Dataset excerpts

____________________

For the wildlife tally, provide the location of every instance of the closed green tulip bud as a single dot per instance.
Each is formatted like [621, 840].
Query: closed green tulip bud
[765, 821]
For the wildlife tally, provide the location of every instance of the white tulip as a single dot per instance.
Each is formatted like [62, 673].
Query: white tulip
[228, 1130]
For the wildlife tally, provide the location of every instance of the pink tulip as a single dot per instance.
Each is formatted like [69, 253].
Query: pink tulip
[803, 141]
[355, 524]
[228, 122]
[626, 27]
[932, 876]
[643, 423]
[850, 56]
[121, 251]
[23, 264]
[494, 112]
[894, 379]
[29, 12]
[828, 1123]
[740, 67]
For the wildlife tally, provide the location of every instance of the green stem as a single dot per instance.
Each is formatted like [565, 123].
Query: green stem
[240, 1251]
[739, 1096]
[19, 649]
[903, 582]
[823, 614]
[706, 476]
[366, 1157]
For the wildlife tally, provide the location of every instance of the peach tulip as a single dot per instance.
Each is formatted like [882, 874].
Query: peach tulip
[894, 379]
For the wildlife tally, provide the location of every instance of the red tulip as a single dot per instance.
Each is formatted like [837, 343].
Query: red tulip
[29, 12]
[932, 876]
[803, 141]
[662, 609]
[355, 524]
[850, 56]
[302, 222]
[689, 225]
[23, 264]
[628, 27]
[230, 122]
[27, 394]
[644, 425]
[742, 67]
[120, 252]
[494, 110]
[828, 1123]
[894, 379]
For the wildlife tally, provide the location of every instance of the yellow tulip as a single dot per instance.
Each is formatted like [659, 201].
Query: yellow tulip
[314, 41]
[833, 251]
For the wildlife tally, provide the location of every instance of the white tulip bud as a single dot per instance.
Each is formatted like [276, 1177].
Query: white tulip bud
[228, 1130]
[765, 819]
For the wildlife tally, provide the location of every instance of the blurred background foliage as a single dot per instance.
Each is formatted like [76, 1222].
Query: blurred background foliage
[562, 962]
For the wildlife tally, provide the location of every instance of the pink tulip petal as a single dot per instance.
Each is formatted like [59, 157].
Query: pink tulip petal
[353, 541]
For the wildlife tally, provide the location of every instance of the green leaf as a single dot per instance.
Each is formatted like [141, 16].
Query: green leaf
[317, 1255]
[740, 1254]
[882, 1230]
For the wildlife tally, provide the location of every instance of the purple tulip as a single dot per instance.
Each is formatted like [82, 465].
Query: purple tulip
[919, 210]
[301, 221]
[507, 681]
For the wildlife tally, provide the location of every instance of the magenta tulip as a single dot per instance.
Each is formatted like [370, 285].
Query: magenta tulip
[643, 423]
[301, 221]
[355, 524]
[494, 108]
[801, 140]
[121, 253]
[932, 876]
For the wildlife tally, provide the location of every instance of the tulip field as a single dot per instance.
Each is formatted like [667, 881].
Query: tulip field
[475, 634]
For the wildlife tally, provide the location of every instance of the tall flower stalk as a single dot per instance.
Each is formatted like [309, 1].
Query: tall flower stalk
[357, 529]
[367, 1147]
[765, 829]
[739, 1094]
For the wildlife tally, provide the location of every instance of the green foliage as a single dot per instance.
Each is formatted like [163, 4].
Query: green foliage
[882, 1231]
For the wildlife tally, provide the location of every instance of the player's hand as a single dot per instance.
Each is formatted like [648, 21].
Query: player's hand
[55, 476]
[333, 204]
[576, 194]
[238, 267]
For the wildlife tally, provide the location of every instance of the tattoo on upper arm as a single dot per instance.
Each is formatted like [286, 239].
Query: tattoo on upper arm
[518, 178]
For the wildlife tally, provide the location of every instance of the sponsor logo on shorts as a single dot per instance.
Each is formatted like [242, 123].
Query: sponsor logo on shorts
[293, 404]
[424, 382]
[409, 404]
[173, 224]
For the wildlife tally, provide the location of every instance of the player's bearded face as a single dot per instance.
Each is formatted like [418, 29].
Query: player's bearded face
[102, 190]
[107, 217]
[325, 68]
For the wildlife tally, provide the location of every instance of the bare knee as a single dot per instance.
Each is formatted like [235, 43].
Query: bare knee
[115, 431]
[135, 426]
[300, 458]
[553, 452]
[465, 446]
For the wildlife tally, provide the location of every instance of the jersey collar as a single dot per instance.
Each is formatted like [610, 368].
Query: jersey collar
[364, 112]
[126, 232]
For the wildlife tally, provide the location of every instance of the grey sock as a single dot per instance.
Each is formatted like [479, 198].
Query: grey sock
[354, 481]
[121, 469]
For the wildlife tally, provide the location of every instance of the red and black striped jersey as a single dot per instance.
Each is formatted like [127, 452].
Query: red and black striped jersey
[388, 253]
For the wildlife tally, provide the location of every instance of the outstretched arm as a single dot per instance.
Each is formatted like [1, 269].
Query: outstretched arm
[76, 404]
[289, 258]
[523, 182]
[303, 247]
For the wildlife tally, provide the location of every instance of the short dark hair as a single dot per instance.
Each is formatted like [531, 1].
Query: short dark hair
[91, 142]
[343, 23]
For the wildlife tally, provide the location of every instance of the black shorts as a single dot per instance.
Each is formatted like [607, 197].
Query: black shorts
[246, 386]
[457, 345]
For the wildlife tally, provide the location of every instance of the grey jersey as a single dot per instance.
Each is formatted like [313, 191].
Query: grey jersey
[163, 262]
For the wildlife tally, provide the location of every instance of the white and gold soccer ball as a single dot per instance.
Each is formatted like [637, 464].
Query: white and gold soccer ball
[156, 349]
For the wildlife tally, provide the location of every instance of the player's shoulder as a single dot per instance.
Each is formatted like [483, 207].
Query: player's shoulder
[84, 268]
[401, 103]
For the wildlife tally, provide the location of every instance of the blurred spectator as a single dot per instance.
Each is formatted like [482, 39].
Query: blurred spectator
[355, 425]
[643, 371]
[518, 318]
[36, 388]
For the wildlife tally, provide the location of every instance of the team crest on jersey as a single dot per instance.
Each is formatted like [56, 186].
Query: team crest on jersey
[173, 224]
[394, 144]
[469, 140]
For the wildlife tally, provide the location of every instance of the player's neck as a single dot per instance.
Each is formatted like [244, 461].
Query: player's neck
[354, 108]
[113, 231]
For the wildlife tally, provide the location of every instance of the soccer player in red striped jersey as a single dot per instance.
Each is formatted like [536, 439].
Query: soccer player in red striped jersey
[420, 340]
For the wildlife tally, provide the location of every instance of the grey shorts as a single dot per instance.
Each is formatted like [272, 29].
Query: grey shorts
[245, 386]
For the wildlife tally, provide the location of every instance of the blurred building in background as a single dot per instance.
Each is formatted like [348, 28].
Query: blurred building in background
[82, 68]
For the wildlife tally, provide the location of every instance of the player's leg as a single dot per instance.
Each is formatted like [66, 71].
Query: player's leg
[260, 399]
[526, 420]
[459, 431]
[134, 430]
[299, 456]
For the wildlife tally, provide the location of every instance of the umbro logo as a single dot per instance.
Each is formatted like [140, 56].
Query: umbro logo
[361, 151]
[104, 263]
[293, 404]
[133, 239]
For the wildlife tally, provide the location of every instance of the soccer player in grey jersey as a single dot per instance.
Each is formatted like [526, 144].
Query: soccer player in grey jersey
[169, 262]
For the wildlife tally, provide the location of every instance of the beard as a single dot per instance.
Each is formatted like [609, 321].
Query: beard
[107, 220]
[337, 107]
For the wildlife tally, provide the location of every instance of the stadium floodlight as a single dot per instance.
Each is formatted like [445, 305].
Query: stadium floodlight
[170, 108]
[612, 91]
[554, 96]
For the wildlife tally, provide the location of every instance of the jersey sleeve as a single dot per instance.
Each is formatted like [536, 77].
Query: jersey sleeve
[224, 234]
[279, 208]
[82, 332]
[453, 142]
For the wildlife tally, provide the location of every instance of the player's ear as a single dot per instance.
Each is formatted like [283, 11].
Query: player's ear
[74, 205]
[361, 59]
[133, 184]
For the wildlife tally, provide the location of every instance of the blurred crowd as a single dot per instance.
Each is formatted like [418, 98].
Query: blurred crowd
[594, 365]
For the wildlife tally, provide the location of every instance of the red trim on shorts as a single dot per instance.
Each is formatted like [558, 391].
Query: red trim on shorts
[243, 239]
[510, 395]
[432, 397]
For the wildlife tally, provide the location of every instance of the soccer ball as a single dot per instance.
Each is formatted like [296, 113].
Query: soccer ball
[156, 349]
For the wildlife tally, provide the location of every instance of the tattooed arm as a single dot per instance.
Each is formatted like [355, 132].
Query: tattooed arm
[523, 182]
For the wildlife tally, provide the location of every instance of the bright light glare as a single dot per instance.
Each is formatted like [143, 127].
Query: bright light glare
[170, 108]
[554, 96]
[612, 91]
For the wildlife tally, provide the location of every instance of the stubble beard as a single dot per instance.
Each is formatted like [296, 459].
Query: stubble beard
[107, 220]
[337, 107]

____________________

Your task is to restate, word for word, the lines from the beginning of the records to the line with "stem as a single dot per instance.", inclusive.

RESULT FOR THIS EXERCISE
For the wildlife tally, provide the location of every instance of the closed green tulip bud as a single dot per instance.
Each is formatted like [621, 840].
Query: closed green tulip bud
[765, 821]
For the wildlife tally, provide the location of every instance of the white tulip as a single dot per instance.
Each is formatted like [62, 673].
Query: white tulip
[228, 1130]
For the wildlife tally, provide the location of every instance of the pink tulip as a single dot per instance.
Each is formatted like [69, 253].
Query: pink tulip
[803, 141]
[355, 524]
[228, 122]
[626, 27]
[932, 876]
[643, 423]
[850, 56]
[121, 251]
[23, 264]
[494, 112]
[894, 379]
[29, 12]
[828, 1123]
[740, 67]
For the wildlife tally, provide the location of every instance of the green stem as a single dot per instance.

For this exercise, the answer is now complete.